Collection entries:
::::::
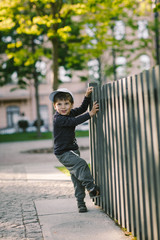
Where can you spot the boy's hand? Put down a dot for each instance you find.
(94, 110)
(88, 92)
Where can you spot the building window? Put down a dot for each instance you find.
(121, 67)
(44, 114)
(12, 114)
(143, 29)
(93, 70)
(119, 30)
(14, 78)
(144, 62)
(91, 32)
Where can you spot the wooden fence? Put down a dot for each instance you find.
(125, 146)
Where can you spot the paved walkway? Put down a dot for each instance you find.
(37, 200)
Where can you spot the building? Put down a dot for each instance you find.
(14, 102)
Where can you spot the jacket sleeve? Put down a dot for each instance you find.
(83, 108)
(64, 121)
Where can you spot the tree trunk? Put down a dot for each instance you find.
(55, 62)
(37, 105)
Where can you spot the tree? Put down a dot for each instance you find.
(27, 23)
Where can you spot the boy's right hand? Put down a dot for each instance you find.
(94, 109)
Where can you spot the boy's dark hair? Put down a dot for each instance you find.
(63, 96)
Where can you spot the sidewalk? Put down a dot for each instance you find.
(37, 200)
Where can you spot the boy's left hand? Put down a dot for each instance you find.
(89, 91)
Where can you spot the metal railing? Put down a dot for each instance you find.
(125, 146)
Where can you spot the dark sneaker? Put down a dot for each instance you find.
(95, 192)
(82, 208)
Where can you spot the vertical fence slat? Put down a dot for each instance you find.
(116, 155)
(125, 147)
(107, 152)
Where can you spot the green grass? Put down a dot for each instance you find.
(31, 136)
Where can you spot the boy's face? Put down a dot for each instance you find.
(63, 107)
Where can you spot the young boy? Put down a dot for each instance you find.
(65, 146)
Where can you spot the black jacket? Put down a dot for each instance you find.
(64, 128)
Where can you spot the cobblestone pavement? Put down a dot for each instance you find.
(18, 216)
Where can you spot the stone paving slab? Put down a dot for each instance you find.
(59, 219)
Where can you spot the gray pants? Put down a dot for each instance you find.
(80, 172)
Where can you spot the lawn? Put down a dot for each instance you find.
(30, 136)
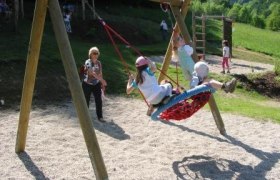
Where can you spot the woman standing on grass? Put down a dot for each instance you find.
(226, 56)
(93, 81)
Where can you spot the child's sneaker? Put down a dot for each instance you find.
(229, 87)
(150, 110)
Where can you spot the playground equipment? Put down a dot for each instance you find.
(199, 31)
(179, 9)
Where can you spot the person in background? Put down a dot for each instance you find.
(196, 72)
(226, 57)
(200, 76)
(93, 81)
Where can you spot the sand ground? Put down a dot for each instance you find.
(137, 148)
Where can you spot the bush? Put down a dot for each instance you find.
(233, 12)
(244, 15)
(258, 21)
(273, 22)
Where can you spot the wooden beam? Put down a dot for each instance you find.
(180, 23)
(76, 91)
(167, 57)
(30, 72)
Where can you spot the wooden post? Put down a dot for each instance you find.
(22, 9)
(83, 9)
(203, 24)
(184, 31)
(76, 90)
(16, 10)
(167, 57)
(30, 72)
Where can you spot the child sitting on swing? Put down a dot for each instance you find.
(147, 83)
(197, 72)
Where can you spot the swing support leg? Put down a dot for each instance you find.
(72, 77)
(179, 14)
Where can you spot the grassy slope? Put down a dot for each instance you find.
(114, 69)
(257, 40)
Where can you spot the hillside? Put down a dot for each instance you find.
(51, 84)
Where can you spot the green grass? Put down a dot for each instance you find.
(15, 46)
(248, 104)
(257, 40)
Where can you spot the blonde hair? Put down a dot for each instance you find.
(92, 50)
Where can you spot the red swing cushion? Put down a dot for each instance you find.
(186, 108)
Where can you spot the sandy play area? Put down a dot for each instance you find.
(135, 147)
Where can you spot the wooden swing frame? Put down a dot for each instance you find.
(179, 9)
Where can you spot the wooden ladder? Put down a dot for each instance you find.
(199, 35)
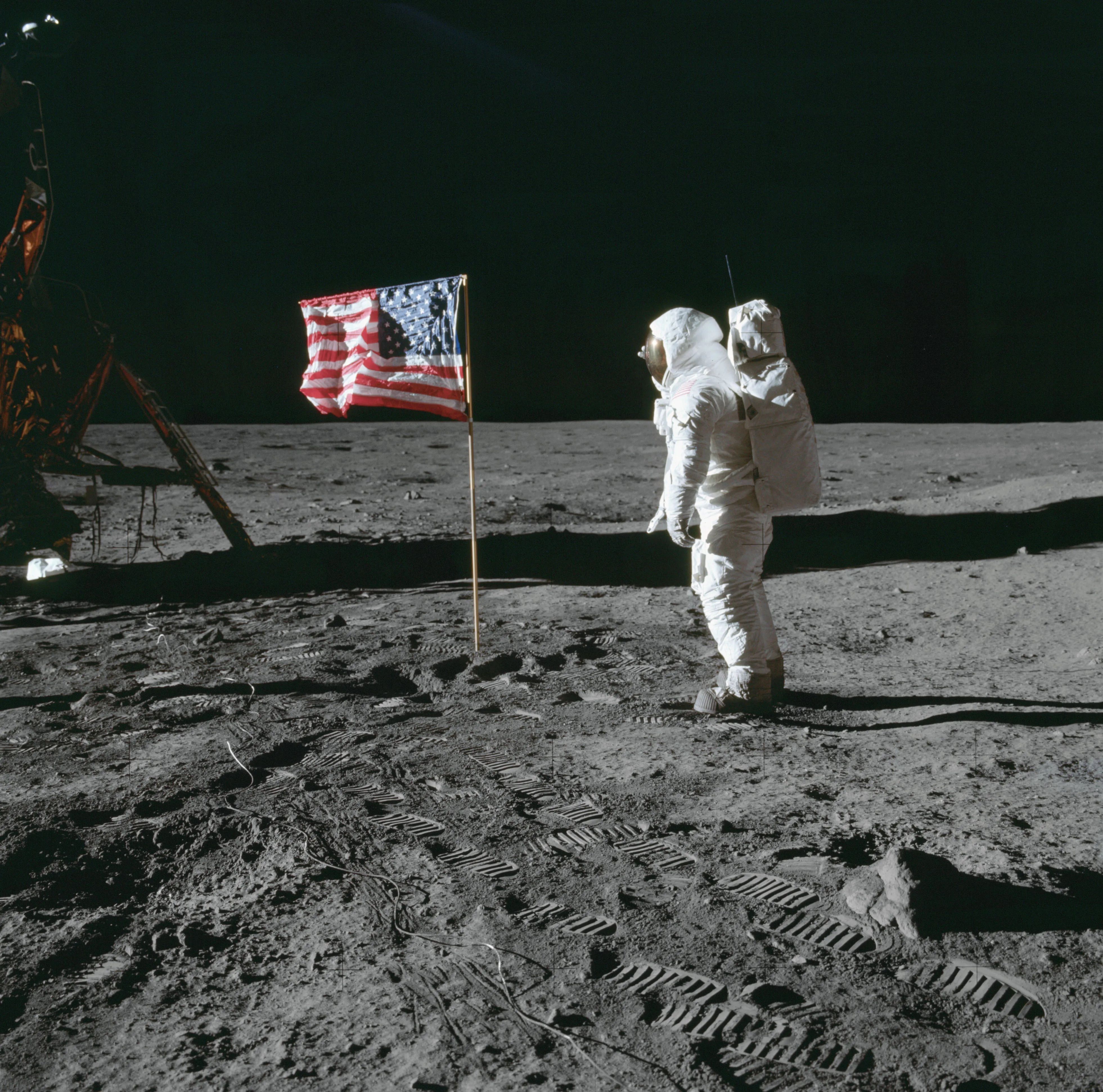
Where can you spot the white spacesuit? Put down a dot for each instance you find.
(710, 468)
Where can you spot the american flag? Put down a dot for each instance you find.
(386, 347)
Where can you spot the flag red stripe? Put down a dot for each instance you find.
(445, 371)
(336, 320)
(400, 404)
(366, 381)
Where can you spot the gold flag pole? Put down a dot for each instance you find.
(471, 459)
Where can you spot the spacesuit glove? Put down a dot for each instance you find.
(679, 531)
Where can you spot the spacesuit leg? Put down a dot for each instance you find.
(728, 578)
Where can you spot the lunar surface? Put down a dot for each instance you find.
(277, 819)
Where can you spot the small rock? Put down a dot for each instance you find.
(164, 940)
(599, 698)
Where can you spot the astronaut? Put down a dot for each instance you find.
(710, 468)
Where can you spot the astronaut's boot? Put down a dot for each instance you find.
(738, 690)
(777, 678)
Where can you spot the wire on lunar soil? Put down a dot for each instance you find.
(568, 1037)
(239, 761)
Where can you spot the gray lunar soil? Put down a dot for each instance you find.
(318, 837)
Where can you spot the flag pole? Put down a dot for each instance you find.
(471, 459)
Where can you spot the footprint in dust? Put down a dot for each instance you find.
(502, 664)
(447, 670)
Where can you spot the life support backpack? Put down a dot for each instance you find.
(779, 419)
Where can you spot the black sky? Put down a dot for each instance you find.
(916, 186)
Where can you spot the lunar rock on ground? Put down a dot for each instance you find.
(906, 888)
(206, 878)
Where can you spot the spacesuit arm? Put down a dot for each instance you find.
(692, 419)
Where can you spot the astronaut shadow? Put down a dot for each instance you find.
(1023, 713)
(813, 700)
(852, 540)
(617, 560)
(979, 905)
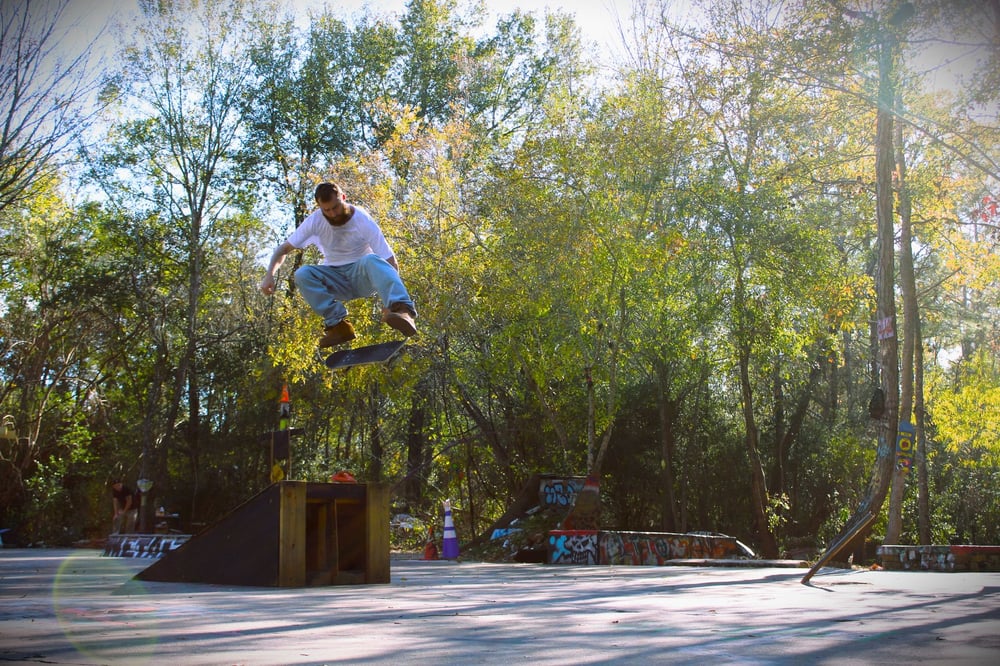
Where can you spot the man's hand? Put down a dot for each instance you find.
(267, 284)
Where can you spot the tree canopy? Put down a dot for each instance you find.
(667, 267)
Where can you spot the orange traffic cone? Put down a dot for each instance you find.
(430, 550)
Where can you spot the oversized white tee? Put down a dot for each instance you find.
(345, 244)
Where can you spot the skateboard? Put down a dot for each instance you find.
(380, 353)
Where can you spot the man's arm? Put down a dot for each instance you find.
(277, 258)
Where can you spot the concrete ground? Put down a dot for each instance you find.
(77, 607)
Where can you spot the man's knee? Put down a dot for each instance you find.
(304, 275)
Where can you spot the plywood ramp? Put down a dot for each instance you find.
(291, 534)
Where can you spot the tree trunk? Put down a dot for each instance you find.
(668, 416)
(910, 319)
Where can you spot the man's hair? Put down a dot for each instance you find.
(327, 192)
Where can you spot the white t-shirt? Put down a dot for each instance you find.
(345, 244)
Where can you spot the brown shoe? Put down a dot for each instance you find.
(399, 317)
(337, 334)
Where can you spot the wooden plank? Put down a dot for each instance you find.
(292, 535)
(377, 512)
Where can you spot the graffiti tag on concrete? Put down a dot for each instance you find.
(576, 547)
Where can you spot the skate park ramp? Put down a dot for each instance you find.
(291, 534)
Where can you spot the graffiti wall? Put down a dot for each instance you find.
(940, 558)
(143, 545)
(637, 548)
(556, 493)
(574, 547)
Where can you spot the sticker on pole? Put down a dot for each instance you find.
(905, 447)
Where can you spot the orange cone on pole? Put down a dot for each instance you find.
(449, 549)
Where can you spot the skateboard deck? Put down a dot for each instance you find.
(380, 353)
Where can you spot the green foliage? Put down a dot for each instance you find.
(662, 275)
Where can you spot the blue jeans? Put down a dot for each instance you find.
(326, 288)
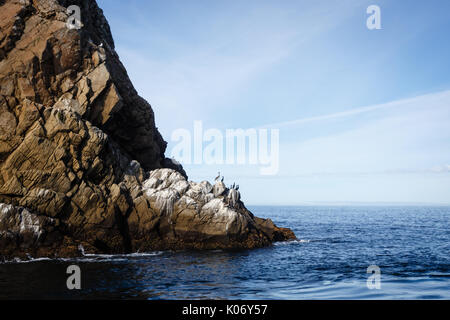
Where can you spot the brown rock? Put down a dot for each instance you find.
(81, 160)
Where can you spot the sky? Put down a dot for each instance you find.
(363, 115)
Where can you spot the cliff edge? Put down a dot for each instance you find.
(81, 160)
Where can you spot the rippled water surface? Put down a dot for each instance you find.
(411, 245)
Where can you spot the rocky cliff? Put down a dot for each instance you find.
(81, 160)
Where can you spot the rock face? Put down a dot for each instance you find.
(81, 160)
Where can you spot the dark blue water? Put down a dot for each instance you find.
(411, 245)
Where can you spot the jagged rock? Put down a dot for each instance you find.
(81, 160)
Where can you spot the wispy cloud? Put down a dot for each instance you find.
(420, 101)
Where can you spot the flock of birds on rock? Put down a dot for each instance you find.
(233, 196)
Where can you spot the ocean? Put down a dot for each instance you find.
(336, 244)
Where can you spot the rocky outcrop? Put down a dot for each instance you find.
(81, 160)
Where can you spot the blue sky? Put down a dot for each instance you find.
(364, 115)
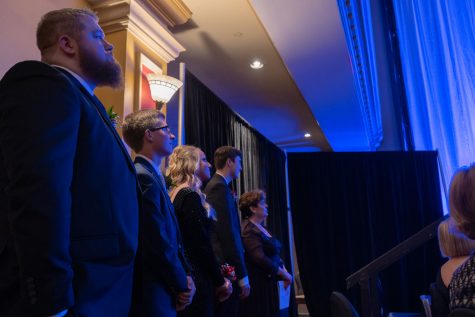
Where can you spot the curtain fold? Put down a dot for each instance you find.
(437, 47)
(350, 208)
(209, 124)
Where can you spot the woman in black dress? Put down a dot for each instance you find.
(187, 169)
(262, 255)
(457, 248)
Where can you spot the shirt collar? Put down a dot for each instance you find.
(89, 89)
(155, 166)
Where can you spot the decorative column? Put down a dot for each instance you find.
(142, 44)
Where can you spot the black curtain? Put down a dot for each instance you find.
(210, 123)
(349, 208)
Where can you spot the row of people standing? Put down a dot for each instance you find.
(207, 226)
(84, 231)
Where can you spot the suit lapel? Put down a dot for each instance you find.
(160, 184)
(102, 112)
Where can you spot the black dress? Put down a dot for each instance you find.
(262, 255)
(462, 286)
(196, 228)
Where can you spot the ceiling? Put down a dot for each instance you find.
(306, 84)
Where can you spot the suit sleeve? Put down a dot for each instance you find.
(254, 247)
(227, 234)
(159, 251)
(39, 122)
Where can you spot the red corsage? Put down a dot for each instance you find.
(228, 272)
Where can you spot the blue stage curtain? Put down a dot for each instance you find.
(437, 48)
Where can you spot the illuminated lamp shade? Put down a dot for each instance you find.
(163, 87)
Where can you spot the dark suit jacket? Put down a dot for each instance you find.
(161, 267)
(228, 244)
(68, 199)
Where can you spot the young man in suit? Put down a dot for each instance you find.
(228, 244)
(68, 189)
(162, 285)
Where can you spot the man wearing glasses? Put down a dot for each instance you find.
(162, 284)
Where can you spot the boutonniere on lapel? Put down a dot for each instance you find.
(228, 272)
(234, 194)
(113, 116)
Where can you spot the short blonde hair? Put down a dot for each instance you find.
(462, 200)
(183, 165)
(58, 22)
(135, 125)
(453, 243)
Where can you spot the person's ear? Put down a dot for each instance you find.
(67, 44)
(148, 136)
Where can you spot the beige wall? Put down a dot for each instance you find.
(18, 20)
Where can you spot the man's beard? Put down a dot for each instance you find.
(102, 73)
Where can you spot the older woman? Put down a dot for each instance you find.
(462, 210)
(187, 169)
(262, 257)
(457, 248)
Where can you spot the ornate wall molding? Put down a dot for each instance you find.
(147, 20)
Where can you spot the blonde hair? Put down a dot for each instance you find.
(453, 243)
(462, 200)
(55, 23)
(183, 166)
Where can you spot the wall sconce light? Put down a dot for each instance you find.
(163, 88)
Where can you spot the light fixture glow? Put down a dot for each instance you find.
(257, 64)
(163, 87)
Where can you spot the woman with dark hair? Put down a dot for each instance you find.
(457, 248)
(187, 169)
(462, 210)
(262, 257)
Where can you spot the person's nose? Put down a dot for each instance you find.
(108, 46)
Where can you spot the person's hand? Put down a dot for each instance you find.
(285, 276)
(224, 291)
(185, 298)
(245, 291)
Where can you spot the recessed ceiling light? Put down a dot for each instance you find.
(257, 64)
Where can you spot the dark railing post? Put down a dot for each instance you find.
(367, 276)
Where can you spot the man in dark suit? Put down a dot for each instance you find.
(68, 189)
(228, 244)
(162, 283)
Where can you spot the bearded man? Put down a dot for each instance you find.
(68, 189)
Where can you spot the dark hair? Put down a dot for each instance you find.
(135, 125)
(58, 22)
(248, 200)
(224, 153)
(453, 243)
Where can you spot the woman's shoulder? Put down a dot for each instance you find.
(249, 228)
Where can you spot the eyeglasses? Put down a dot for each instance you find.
(160, 128)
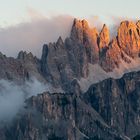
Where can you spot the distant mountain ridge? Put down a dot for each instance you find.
(64, 61)
(90, 104)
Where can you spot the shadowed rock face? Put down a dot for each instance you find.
(63, 61)
(109, 110)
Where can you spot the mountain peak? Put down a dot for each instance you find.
(104, 37)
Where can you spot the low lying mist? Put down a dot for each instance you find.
(12, 96)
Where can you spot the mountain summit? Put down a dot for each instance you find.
(93, 99)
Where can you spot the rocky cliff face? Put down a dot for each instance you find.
(109, 110)
(64, 61)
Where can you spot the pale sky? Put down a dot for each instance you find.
(17, 11)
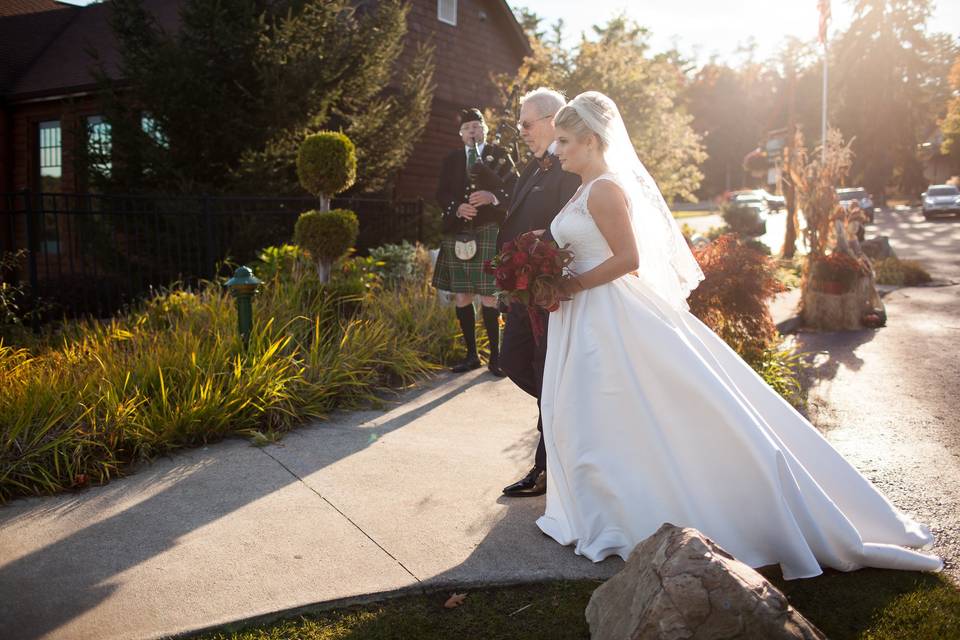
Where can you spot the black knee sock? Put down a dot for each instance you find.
(468, 320)
(491, 322)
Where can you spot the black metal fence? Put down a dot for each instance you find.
(91, 253)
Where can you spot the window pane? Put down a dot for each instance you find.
(99, 145)
(447, 11)
(152, 128)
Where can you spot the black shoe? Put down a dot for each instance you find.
(469, 364)
(532, 484)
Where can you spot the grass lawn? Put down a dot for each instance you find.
(870, 604)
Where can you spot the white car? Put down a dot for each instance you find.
(939, 199)
(763, 196)
(858, 194)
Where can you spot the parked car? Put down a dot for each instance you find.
(769, 200)
(846, 195)
(748, 217)
(939, 199)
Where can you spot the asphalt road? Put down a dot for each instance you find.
(888, 398)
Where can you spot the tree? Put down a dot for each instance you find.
(950, 125)
(884, 91)
(646, 88)
(223, 104)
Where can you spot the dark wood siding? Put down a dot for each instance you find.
(466, 57)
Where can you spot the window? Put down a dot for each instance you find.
(447, 11)
(50, 181)
(152, 128)
(99, 145)
(49, 149)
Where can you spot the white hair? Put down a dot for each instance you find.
(546, 101)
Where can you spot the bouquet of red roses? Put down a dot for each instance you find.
(529, 270)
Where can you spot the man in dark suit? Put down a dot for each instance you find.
(541, 191)
(472, 212)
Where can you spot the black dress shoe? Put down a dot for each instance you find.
(467, 365)
(532, 484)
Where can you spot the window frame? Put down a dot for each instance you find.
(440, 15)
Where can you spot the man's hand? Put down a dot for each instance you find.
(480, 198)
(467, 211)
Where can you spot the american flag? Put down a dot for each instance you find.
(824, 7)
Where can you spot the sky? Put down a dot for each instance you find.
(700, 28)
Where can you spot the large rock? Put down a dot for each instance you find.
(680, 584)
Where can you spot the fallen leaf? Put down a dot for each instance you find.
(455, 600)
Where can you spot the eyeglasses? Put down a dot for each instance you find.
(523, 124)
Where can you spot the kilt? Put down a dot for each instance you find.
(467, 276)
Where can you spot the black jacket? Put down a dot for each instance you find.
(539, 196)
(454, 187)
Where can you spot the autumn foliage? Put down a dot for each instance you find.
(739, 281)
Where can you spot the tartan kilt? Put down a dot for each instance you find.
(467, 276)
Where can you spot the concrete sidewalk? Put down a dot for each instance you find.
(371, 502)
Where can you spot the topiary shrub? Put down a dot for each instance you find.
(326, 165)
(327, 236)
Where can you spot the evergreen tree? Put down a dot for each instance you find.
(888, 72)
(224, 103)
(645, 87)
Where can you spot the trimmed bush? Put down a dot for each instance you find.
(327, 163)
(732, 300)
(326, 235)
(83, 404)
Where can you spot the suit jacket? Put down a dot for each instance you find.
(537, 199)
(454, 187)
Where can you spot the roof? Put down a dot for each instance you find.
(45, 45)
(21, 7)
(23, 38)
(59, 44)
(515, 28)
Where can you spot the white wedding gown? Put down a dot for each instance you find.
(649, 417)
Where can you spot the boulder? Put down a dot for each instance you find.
(680, 584)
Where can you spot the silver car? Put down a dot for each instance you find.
(858, 195)
(940, 199)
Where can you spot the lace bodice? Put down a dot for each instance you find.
(575, 226)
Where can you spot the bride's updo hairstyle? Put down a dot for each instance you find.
(595, 106)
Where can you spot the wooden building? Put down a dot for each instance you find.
(47, 94)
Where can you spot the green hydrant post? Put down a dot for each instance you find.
(243, 285)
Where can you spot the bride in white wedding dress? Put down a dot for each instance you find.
(649, 417)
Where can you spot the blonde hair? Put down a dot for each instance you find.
(568, 118)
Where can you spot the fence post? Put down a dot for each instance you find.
(420, 220)
(208, 223)
(33, 243)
::::::
**WORK TO DO**: Copy only this span: the line that contains "Where can you spot the silver", the last line, and every line between them.

**RESPONSE**:
Where can you spot the silver car? Put down a dot for each instance you find.
(858, 195)
(940, 199)
Where can you spot the lace bodice? Put down a dot for each instance you find.
(575, 226)
Where can you spot the bride's updo hairstyle? Put down a dot for each instance you find.
(595, 106)
Where can you spot the wooden building? Put down a dot for each instance you find.
(47, 94)
Where can you spot the green hydrant post? Put down a dot for each instance you find.
(243, 285)
Where can you spot the bride in white wedding dress? Put down a dot for each instance you find.
(649, 417)
Where can you spot the blonde hair? Put down a dot for each instance you find.
(568, 118)
Where can you spot the fence post? Put down a dot for each instance you find.
(420, 220)
(208, 223)
(33, 243)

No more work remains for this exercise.